*ОТРЫВОК ТЕКСТА*.
____________
Рассматривая переключение внутри- и межъязыковых регистров в речевой практике билингва в условиях неравноправного многоязычия как индикатор изменения системы страт [12], обратимся к аргументации Л.П. Крысина в пользу того, что “существует принципиальное сходство владения, с одной стороны, разными языками и, с другой, разными подсистемами одного языка. Как в первом, так и во втором случае мы можем наблюдать: (а) вкрапления иносистемных элементов в речь (кодовую интерференцию); (б) заимствование иносистемных элементов; (в) переключение с одной коммуникативной системы на другую в ходе общения [...]. Каждое из этих трех проявлений взаимодействия языков или языковых подсистем предполагает определенный уровень владения вторым средством общения: от некоторого знакомства с ним (на этом уровне возможны вкрапления, в меньшей степени – заимствования и невозможно кодовое переключение) до более или менее свободного владения им, когда наблюдаются все три процессаˮ [50, с. 4].
В нашем случае рассмотрено более сложное взаимодействие подсистем разных языков в речевом поведении билингва. В ситуации контакта здесь оказываются не два функционально-прагматически эквивалентных регистра (например, диалект А и диалект В) и не два функционально-прагматически неэквивалентных регистра (например, стандартный язык А и диалект В), а два полифункциональных языка с эквивалентной системой страт. Однако в силу неравноправного распределения обоих языков в условиях миграционного трансфера одного из них в сферу гегемонии другого представляется обоснованным говорить о более нюансированном динамическом контакте определённых страт этих языков.
4.2 Результаты контакта страт
Как было показано выше, ввиду отсутствия административного статуса в Германии, а также ввиду конституционно закрепленной гегемонии немецкого языка, русский язык диаспоры бытует преимущественно в устной форме в сферах неофициального общения; в качестве официального языка представители диаспоры используют язык новой страны пребывания, т.е. немецкий. В результате функционально неравноправного двуязычия доминантный немецкий язык – второй язык (L2) для первого поколения диаспоры – становится первым языком (L1) для второго (и последующих) поколений, будучи для них изначально единственно возможным языком социализации и образования, а русский язык – первый (L1) язык для первого поколения диаспоры – становится для второго поколения унаследованным (heritage language, HL) или даже вторым языком (L2)17, ср. схему 1.
Схема 1. Межпоколенческие изменения статуса языков в контакте
Статус языка в стране пребывания | 1-е поколение эмигрантов | 2-е поколение эмигрантов |
Доминантный язык окружения/ Язык официального общения (societal language) | Немецкий (L2) | Немецкий (L1) |
(Язык диаспоры) / Язык неофициального общения (migrant heritage language) | Русский (L1) | Русский (HL / L2) |
Примечания к схеме 1:
- Понятие язык диаспоры заключено в скобки, поскольку обозначенное явление не имеет ни официального, закрепленного в конституции, ни лингвистического статуса.
- Язык диаспоры является только одним из возможных языков неофициального общения, к которым относится немецкий, а также потенциально и ряд других языков.
- Введённая градация (HL / L2) указывает на широкий спектр варьирования в уровне владения унаследованным языком. Теоретически здесь возможно и владение на уровне L1, в частности, у тех, кто получил высшее образование в России. Однако в проанализированном корпусе подобные случае зафиксированы не были.
____________
*ЧТО НУЖНО СДЕЛАТЬ*. Укажите, какой язык, согласно отрывку о двуязычии русской диаспоры в Германии, становится первым языком (L1) для второго поколения.
____________
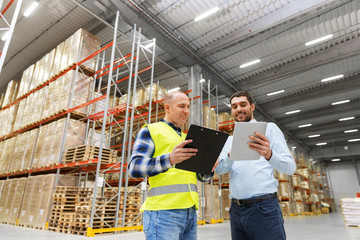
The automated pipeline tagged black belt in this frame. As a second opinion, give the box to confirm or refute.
[231,192,277,205]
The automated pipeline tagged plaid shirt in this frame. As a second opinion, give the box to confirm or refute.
[128,119,181,178]
[128,119,214,182]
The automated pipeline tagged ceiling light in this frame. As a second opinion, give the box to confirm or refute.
[344,129,358,133]
[298,123,312,128]
[1,31,10,42]
[321,74,344,82]
[267,90,285,96]
[316,143,327,146]
[144,42,155,49]
[194,7,220,22]
[305,34,334,46]
[240,59,260,68]
[285,110,300,115]
[331,100,350,105]
[339,117,355,122]
[308,134,320,138]
[24,2,39,17]
[168,87,180,93]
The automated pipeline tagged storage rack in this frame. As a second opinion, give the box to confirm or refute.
[0,0,22,73]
____________
*ОТВЕТ*. Немецкий язык.